- Page excerpt -
□ □ □ □ □
Virtualization is no longer exclusive to cloud servers or even personal computers. Today, it is being deployed everywhere. Since Arm is leveraging the same technologies from cloud to real-time devices, it is very well positioned to unlock breakthrough use cases and help this revolution.

Embedded virtualization has become one of the key technologies to handle the complexity of functionalities in a wide range of applications. For example, the automotive industry is exploring autonomous driving, enhanced connectivity, and disruptive mobility, wherein the role of software development is predicted to increase exponentially.

With this increase in software complexity and the number of components in those computers on wheels, virtualization is a vital technique to ease software integration from different suppliers into a domain or zonal controller.

However, while it comes with those many benefits, it also adds some complexity to device use model:

- How do you allocate device resources to multiple safely and securely isolated applications and operating systems?
- How do you scale the resources?
□ □ □ □ □
- Dataset extract -
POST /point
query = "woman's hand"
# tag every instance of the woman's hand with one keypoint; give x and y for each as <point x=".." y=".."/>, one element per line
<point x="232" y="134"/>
□ □ □ □ □
- Written instruction -
Write out the part of the embedded virtualization text from "Embedded virtualization has" up to and including "scale the resources?". The lines aren't needed for anything here.

- Solution below -
Embedded virtualization has become one of the key technologies to handle the complexity of functionalities in a wide range of applications. For example, the automotive industry is exploring autonomous driving, enhanced connectivity, and disruptive mobility, wherein the role of software development is predicted to increase exponentially.

With this increase in software complexity and the number of components in those computers on wheels, virtualization is a vital technique to ease software integration from different suppliers into a domain or zonal controller.

However, while it comes with those many benefits, it also adds some complexity to device use model:

- How do you allocate device resources to multiple safely and securely isolated applications and operating systems?
- How do you scale the resources?